# Deploy Liquid AI 7B Model Package from AWS Marketplace

This notebook covers the Liquid 7B model targeting L40S GPU. 

Learn more on https://www.liquid.ai/lfm-7b .


The model runs on all of the G6E range instance type family https://aws.amazon.com/ec2/instance-types/g6e/
including the smallest `ml.g6e.xlarge` instance and the multi GPU instances, though using a single GPU is cost-effective.

| instance type   | GPU | vCPU | RAM(GB)|
|-----------------|-----|------|--------|
| ml.g6e.xlarge   |   1 |    4 |     32 |
| ml.g6e.2xlarge  |   1 |    8 |     64 |
| ml.g6e.4xlarge  |   1 |   16 |    128 |
| ml.g6e.8xlarge  |   1 |   32 |    256 |
| ml.g6e.16xlarge |   1 |   64 |    512 |

## 1. Subscribe to the model package

1. Open the model package listing [page](https://aws.amazon.com/marketplace/pp/prodview-a7hfjtjhloy36).
2. On the AWS Marketplace listing, click on the **Continue to subscribe** button.
3. On the **Subscribe to this software** page, review and click on **"Accept Offer"** if you and your organization agrees with EULA, pricing, and support terms.
• • • • • • •
WRITTEN TASKS:
a. Answer briefly from the Liquid 7B deployment guide above:
(i) Which GPU does the notebook target?
(ii) How many vCPUs does the `ml.g6e.4xlarge` instance have?
(iii) Which button is clicked on the **Subscribe to this software** page?
b. Summarize the Liquid 7B deployment guide above in two sentences.
c. Write the next part of the Liquid 7B deployment guide above, picking up after its third subscription step.

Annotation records
• • • • • • •
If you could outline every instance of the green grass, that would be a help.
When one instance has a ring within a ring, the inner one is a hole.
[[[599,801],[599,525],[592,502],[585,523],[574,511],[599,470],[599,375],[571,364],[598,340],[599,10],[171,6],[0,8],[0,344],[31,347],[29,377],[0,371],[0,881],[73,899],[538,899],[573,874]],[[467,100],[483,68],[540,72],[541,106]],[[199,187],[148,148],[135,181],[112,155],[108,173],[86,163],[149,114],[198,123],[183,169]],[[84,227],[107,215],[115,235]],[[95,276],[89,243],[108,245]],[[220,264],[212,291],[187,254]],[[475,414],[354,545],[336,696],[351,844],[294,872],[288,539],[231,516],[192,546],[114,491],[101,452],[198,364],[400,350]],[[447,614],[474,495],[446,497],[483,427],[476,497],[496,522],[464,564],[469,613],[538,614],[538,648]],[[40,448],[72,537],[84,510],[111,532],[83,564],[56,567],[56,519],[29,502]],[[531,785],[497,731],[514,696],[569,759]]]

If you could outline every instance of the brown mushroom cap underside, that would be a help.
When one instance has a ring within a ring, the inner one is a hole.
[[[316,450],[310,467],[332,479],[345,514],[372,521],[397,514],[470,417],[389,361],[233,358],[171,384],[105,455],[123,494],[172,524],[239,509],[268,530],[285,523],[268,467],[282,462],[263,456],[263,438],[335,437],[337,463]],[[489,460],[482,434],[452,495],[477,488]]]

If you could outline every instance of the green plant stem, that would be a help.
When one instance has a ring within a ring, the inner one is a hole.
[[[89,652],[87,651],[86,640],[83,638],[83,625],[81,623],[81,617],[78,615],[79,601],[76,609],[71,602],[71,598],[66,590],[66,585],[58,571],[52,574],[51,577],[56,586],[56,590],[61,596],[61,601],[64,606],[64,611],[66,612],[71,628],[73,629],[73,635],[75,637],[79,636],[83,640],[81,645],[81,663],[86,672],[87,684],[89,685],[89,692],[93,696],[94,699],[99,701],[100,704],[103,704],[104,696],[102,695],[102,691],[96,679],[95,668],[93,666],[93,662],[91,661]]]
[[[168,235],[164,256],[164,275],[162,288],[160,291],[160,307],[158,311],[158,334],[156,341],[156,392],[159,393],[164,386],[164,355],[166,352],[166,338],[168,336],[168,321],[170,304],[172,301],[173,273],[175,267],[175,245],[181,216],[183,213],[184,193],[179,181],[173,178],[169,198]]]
• • • • • • •
TASK RESULTS:
a.
(i) L40S
(ii) 16
(iii) **"Accept Offer"**

b. The notebook covers deploying the Liquid 7B model, which targets the L40S GPU and runs on every instance type in the G6E family, from `ml.g6e.xlarge` to multi-GPU instances, though a single GPU is cost-effective. To subscribe to the model package, you open the AWS Marketplace listing, click **Continue to subscribe**, and click **"Accept Offer"** if you agree with the EULA, pricing, and support terms.

c.
4. Once you click on **Continue to configuration button** and then choose a **region**, you will see a **Product Arn** displayed. This is the model package ARN that you need to specify while creating a deployable model using Boto3. Copy the ARN corresponding to your region and specify the same in the following cell.

In [1]:
model_package_arn = "<Customer to specify Model package ARN corresponding to their AWS region>"

## 2. Setup the endpoint

### 2.1 Initiate a session

In [None]:
%pip install sagemaker boto3

In [None]:
# initiate a session
import sagemaker

role = sagemaker.get_execution_role()

sagemaker_session = sagemaker.Session()

### 2.2 Specify the instance type

If you want to understand how real-time inference with Amazon SageMaker works, see [Documentation](https://docs.aws.amazon.com/sagemaker/latest/dg/how-it-works-hosting.html).

Smallest 1GPU instance

In [5]:
instance_type = "ml.g6e.xlarge"

More powerful 1GPU instance

In [4]:
instance_type = "ml.g6e.16xlarge"

### 2.3 Create an endpoint

In [13]:
# create a deployable model from the model package.
model = sagemaker.ModelPackage(
    role=role, model_package_arn=model_package_arn, sagemaker_session=sagemaker_session
)

In [None]:
# deploy the model
predictor = model.deploy(
    initial_instance_count=1, instance_type=instance_type, endpoint_name=model.name
)
# endpoint name is available after the deployment
endpoint_name = model.endpoint_name

Once endpoint has been created, you would be able to perform real-time inference.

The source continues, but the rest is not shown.